Нет мне ответа...
Шрифт:
Овсянка
(Г.Вершинину)
Дорогой Геннадий!
Вот сейчас и есть то время, когда от усталости пребываю в прострации. Измотали меня вконец. Уехал в деревню садить огород — весна плохая, народ, разогнавшийся в праздники, гуляет, отмечает, празднует, достаёт и в деревне, целится камерами, фотоаппаратами, тянет из души патриотическое слово о Родине и народе дорогом, да о Великой Победе. А у меня их нет, да и не было в душе-то, ибо я раньше других сперва почувствовал, а потом и увидел трагедию своего народа, сваленного в червивую яму коммунистами. И оттуда так и не выбравшегося, да и не желающего выбираться. Оказывается, можно жить и в помойке, пусть и в облике животного. Нашлось (и немало) так уже униженных, до скотства доведённых, что им помойка — родной дом. Погибает бедный народишко, погибает, и вроде как не осознаёт этого, что давно его лишили сознания и разума. Уж коли он снова за большевиками, а не за Богом устремился, значит, сам себя
...А приехать? Ох, Геннадий, боюсь, что Вы забыли о моём возрасте, да и Марья Семёновна болеет давно и тяжело. Вот в тайгу отдышаться уеду. В середине июня сулится приехать Валентин Курбатов. К его приезду и вернусь домой. В деревне у меня есть избушка для гостей, он там любит поспать, почитать, в холодный Енисей ходит купаться, а главным образом мы с ним треплемся, да вслух друг дружке читаем Гоголя. Башковитый, высокообразованный и глубоко верующий мирянин Курбатов-то, хоть и в варначьем городе Чусовом вырос.
...Газета «Чусовской рабочий», которую я поздравляю со славным юбилеем и желаю, чтобы она «работала» и оставалась, а стало быть, в меру средств И возможностей, жила или уж точнее — мучилась с этими самыми рабочими, выражала их чаяния (любимое газетное и пробольшевистское слово, затасканное, как рабочая акула). Ну, проще сказать, помогала им жить, беды преодолевать, быть их собеседником и другом по времени и доверительности.

> [Листинг]
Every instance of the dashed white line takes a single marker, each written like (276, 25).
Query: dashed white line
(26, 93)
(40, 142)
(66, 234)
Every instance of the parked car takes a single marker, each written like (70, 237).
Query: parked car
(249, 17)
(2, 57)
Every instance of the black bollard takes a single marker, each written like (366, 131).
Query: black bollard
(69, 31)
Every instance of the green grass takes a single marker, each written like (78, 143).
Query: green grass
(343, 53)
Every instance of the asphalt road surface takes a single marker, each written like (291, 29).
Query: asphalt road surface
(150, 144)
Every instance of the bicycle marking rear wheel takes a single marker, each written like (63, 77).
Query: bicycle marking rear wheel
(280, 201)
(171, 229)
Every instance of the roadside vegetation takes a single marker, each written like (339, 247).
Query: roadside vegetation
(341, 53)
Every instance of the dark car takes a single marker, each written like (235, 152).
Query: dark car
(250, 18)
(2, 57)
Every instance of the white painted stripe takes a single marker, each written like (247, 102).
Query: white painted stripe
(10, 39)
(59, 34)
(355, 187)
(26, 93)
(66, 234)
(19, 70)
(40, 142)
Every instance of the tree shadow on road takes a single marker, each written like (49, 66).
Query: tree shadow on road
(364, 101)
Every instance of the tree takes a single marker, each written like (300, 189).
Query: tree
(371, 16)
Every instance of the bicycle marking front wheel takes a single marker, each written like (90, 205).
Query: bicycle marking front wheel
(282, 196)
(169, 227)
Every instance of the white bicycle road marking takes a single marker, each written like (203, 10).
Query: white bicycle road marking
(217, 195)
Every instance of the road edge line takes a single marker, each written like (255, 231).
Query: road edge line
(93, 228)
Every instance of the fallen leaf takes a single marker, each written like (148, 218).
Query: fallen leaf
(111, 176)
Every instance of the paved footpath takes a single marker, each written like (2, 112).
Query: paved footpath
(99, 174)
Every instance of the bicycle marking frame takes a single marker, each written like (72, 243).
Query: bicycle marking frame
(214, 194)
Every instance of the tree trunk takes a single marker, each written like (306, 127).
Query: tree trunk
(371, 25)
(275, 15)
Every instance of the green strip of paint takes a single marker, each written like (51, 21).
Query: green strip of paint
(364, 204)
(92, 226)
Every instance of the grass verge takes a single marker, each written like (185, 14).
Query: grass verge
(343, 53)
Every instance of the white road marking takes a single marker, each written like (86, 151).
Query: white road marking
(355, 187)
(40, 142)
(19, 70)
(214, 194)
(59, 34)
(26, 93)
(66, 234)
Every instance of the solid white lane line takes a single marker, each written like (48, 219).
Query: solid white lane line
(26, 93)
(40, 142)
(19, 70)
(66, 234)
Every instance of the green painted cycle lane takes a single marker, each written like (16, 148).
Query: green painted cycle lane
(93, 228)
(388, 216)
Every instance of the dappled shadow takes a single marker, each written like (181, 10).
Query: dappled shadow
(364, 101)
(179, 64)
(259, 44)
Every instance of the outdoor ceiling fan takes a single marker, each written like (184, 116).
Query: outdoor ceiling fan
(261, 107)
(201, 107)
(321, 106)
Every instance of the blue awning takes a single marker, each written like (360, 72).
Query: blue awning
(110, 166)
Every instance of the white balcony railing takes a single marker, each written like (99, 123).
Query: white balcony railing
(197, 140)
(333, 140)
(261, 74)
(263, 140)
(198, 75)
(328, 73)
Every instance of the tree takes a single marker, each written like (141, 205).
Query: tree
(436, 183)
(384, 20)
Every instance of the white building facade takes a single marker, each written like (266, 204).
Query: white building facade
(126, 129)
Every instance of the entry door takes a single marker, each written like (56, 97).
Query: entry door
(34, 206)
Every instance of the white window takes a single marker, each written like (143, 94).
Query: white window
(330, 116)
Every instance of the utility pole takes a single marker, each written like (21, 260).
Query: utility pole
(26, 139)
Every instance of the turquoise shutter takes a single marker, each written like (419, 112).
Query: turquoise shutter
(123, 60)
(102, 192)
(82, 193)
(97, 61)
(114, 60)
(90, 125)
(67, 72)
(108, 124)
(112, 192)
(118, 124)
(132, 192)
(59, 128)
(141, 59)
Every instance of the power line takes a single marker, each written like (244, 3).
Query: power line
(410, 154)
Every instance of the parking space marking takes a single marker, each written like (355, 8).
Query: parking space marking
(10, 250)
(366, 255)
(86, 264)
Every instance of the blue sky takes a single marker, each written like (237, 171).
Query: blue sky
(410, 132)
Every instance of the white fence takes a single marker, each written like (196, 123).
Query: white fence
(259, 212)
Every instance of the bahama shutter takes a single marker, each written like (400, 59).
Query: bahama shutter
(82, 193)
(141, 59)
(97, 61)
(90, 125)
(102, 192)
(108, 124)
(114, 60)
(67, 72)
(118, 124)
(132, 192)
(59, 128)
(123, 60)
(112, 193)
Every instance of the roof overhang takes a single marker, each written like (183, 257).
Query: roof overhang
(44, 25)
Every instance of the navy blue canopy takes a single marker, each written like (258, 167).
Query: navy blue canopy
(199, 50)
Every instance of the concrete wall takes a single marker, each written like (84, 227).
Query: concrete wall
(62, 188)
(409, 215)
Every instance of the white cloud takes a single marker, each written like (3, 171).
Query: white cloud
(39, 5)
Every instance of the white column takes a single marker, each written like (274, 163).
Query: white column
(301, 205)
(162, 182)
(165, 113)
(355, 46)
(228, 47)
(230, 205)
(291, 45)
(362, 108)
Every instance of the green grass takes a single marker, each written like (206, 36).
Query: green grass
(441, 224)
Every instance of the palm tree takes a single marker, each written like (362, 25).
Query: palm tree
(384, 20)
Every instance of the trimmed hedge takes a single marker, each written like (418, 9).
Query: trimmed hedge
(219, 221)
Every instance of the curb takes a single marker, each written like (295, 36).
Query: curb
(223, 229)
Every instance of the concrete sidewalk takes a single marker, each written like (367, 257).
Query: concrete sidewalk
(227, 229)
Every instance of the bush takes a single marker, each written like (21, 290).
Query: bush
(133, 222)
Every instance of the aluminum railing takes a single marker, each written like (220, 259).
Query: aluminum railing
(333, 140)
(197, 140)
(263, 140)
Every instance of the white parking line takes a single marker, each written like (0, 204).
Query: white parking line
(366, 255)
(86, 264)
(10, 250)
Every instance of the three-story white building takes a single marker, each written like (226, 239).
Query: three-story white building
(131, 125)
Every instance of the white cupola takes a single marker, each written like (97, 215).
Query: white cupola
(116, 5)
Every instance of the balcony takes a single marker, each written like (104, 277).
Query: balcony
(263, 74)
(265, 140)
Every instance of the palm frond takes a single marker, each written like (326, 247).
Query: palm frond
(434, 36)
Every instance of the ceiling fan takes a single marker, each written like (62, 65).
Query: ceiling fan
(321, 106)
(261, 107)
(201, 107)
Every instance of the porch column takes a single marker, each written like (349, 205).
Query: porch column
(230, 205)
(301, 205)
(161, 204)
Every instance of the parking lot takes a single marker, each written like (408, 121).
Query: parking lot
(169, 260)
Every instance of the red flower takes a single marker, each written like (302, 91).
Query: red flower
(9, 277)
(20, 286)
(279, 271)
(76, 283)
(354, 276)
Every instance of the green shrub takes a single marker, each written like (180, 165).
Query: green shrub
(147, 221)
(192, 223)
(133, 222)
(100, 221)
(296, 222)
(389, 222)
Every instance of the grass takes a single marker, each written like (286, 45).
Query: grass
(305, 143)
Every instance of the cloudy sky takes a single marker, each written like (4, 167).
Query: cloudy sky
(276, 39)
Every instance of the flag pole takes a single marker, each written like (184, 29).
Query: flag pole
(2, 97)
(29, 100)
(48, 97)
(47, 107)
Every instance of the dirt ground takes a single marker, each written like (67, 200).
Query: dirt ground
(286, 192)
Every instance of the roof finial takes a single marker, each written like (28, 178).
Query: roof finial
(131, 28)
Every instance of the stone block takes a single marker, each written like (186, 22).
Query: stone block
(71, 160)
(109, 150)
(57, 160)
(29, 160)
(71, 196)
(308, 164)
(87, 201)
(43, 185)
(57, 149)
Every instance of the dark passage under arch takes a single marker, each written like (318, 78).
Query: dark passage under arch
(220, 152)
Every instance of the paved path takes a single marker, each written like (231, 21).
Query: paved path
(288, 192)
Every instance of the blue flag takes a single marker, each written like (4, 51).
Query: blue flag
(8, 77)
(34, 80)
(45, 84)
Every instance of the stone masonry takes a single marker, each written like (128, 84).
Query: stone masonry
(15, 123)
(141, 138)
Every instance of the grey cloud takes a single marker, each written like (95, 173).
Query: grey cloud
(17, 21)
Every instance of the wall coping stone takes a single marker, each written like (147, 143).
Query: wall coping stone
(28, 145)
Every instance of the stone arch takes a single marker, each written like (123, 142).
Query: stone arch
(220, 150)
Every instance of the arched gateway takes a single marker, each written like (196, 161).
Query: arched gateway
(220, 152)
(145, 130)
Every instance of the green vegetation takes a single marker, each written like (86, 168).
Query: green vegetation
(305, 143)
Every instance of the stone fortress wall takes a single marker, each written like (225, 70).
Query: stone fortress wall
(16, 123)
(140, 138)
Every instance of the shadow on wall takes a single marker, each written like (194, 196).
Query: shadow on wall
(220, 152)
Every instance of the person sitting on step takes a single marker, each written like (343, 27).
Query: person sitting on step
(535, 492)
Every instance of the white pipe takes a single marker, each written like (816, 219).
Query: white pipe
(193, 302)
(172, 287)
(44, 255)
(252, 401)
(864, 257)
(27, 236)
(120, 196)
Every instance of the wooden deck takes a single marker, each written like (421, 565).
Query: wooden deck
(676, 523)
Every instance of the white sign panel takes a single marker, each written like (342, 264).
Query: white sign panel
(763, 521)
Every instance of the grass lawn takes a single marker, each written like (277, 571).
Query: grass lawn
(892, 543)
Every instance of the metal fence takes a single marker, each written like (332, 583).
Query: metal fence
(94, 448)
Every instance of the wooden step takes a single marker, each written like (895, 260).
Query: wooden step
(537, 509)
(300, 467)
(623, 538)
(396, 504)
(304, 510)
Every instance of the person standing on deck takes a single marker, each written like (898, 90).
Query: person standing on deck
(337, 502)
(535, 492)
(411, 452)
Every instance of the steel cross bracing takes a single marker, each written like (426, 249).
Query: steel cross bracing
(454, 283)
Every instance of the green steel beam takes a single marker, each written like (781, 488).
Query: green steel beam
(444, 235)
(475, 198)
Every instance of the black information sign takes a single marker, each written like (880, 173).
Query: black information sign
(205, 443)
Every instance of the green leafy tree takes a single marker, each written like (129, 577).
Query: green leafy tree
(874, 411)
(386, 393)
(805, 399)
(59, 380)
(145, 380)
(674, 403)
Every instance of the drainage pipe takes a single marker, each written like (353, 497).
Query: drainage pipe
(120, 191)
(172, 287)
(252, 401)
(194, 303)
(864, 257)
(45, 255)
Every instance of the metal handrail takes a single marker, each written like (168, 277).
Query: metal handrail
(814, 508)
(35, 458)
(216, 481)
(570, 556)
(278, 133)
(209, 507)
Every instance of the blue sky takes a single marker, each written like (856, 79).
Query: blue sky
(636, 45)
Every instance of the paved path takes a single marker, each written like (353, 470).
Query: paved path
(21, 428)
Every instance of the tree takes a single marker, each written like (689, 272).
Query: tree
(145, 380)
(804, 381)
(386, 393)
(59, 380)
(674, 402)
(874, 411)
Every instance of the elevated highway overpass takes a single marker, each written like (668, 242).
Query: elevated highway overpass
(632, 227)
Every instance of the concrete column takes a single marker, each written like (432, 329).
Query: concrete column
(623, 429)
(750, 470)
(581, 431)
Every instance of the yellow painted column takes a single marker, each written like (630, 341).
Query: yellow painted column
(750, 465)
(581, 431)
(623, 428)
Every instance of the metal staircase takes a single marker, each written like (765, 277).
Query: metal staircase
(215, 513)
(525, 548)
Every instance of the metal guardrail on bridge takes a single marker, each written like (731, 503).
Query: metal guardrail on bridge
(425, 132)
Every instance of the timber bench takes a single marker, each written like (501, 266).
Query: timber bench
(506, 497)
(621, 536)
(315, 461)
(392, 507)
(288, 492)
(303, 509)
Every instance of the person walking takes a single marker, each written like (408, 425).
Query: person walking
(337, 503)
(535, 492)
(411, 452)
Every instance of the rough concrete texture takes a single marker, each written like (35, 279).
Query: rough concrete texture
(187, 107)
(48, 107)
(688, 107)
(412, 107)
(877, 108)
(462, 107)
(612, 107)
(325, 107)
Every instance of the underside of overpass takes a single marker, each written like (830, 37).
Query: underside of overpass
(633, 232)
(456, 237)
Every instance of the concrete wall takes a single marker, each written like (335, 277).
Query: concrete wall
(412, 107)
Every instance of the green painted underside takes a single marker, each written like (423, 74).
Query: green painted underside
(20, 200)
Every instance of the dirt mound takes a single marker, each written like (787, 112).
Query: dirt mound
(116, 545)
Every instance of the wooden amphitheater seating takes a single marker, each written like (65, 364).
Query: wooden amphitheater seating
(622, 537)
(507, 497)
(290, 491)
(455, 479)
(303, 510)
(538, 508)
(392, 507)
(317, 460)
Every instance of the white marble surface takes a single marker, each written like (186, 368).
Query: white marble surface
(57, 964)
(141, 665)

> [Задания]
a – Кто, согласно письму Геннадию, собирается приехать в середине июня?
b – Допишите письмо Геннадию, продолжив его сразу после последней фразы.
Листинг взят из другого источника и к письму Геннадию не относится.

> [Ответы]
a – Валентин Курбатов.

b –
«Чусовской рабочий» — больная любовь моя. Любовь — оттого, что здесь я впервые столкнулся с творческим коллективом, который как ни пытались сделать подъяремным, партийным тяглом, вывёртывался из гужей и порой норовил ускакать в чисто поле.
Но как ускакать? Далеко не ускачешь с путами на ногах, с моралью и установкой идеологической: «Не верь глазам своим, а верь партийной совести». А у партии там, где совести быть, шерсть выросла, что она с успехом и ныне доказывает.
И всё же нам удавалось делать газету, порой и достойного уровня — уж как там наш «фюрер», Григорий Иванович Пепеляев, изворачивался, как цензоров явных и природой рождённых вокруг пальца обводил, какой характер проявлял, какой крестьянской сметкой обладал — одному ему известно. И если он жив, ему первый мой привет и поздравление.
...В зрелом возрасте я постиг, что величайшее творение литературы — это «Дон Кихот» Сервантеса, и по мощи таланта, даже не таланта, а бесовства какого-то, архигениальности с Сервантесом может сравниться только Гоголь. Вот их бы и взял с собой и беру, куда ни еду, вот только необитаемого острова найти не могу, а если найду полупустую деревню во святыми старушками — глянь, уже сволочь рядом селится, то расстрига-большевик, то стукач или сексотка.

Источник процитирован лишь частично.